Adams will undoubtedly be viewed as the grand architect of the Sinn Fein peace strategy along with colleague and former deputy First Minister at the Stormont partitionist parliament, the late Martin McGuinness. But unlike McGuinness, who made no secret of his IRA past, Adams has consistently and vehemently denied being a member of the Provisional IRA – a claim much ridiculed by Adams’ political opponents, especially in Unionism.
Parking that IRA debate, Adams can be credited with bringing Sinn Fein ‘in from the political cold’ in Ireland north and south. He has transformed the party from being the mere apologist for many IRA acts of terror, to a modern political party capable of attracting considerable middle class Catholic support, while simultaneously maintaining its hold in traditional working class republican heartlands.
Perhaps the Adams peace strategy was a mirror image of the same conclusion which former Irish President Eamon de Valera reached in 1920 during the War of Independence with the British – that a military solution was not the key to Irish unity and a united Ireland could only be achieved by political means.
In this respect, Adams would have been a key player in persuading the IRA to declare its first major ceasefire in 1994, followed four years later by Sinn Fein’s endorsement of the Good Friday Agreement.
Adams similarly devised the electoral strategy which saw Sinn Fein eclipse the moderate nationalist SDLP at the ballot box and has propelled Sinn Fein into becoming the second largest party in the Northern Ireland Assembly, just one seat behind the DUP.
Significantly, Adams recognised that the key to Irish unity lay not in Northern Ireland, but through the back door in Leinster House, the home of the Dublin parliament. That recognition led Adams to abandon his ultra safe West Belfast Westminster seat and move south of the border to become a TD for Louth in the Dail. During his time there, he has transformed Sinn Fein from being a fringe party into a position where it could be a minority partner in the next Dail government when the Southern general election takes place later this year.

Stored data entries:
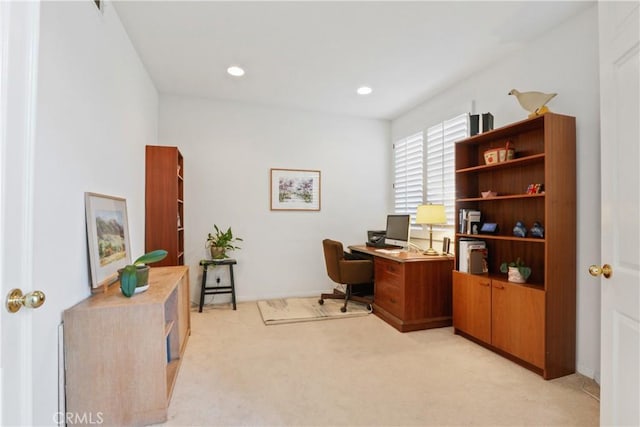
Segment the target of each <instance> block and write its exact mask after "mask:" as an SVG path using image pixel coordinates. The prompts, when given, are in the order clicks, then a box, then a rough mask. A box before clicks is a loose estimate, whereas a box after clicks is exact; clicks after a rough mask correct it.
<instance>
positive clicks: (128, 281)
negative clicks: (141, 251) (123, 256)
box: [118, 249, 167, 297]
mask: <svg viewBox="0 0 640 427" xmlns="http://www.w3.org/2000/svg"><path fill="white" fill-rule="evenodd" d="M166 256H167V251H165V250H164V249H158V250H155V251H152V252H148V253H146V254H144V255H142V256H141V257H140V258H138V259H136V260H135V261H134V262H133V264H129V265H126V266H124V267H123V268H121V269H119V270H118V278H119V279H120V289H121V290H122V295H124V296H125V297H131V296H132V295H133V294H135V293H138V292H143V291H145V290H147V288H146V287H148V286H149V268H150V267H149V266H148V265H147V264H151V263H153V262H158V261H162V260H163V259H164V258H165V257H166Z"/></svg>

| Exercise instructions |
a: Render this sentence from the passage on Adams and Sinn Fein in Spanish: "In this respect, Adams would have been a key player in persuading the IRA to declare its first major ceasefire in 1994, followed four years later by Sinn Fein’s endorsement of the Good Friday Agreement."
b: Based on the passage on Adams and Sinn Fein, explain in one to three sentences why Adams gave up his West Belfast Westminster seat and moved south of the border.
c: Proceed with the passage on Adams and Sinn Fein, picking up after its final sentence.
The records are separate material and do not relate to the passage on Adams and Sinn Fein.

| Answers per task |
a: En este sentido, Adams habría sido una figura clave para persuadir al IRA de declarar su primer gran alto el fuego en 1994, seguido cuatro años después por el respaldo del Sinn Fein al Acuerdo de Viernes Santo.

b: Adams had recognized that the key to Irish unity lay not in Northern Ireland but through Leinster House, the home of the Dublin parliament. That recognition led him to abandon the seat and become a TD for Louth in the Dail.

c:
Given the current stalemate at Stormont, should devolution fail to materialise north of the border, any government of Northern Ireland will most likely involve some level of Dail input – a move which could place Sinn Fein in the driving seat towards Irish unity should the party succeed in becoming a minority partner with either Fianna Fail or Fine Gael.
Only one elephant remains in the room – Brexit. While there can be no doubt unionists and republicans will have to work more closely to ensure Brexit does not become an economic nightmare for the island of Ireland, there is also the hurdle that Brexit could force the republic into having to work more closely with the UK in the Commonwealth Parliamentary Association, just as in 1920, republicans had to agree to a 26-county Free State rather than a full-blown 32 county democratic socialist republic.
While Adams will formally retire this weekend to the Sinn Fein back benches, many suspect he will remain in the background pulling the strings of those now in charge of the republican movement. And as legacy issues continue to haunt the Irish peace process, so too, will the questions continue to be asked about Adams’ alleged links to the IRA and moreover, what he allegedly knows – if anything – about unsolved IRA murders. Indeed, the fact that two women with no links to the IRA now run Sinn Fein will not stop those questions. To avoid this scenario, Adams may be forced to assume the mantel of Sinn Fein’s international roving Ambassador.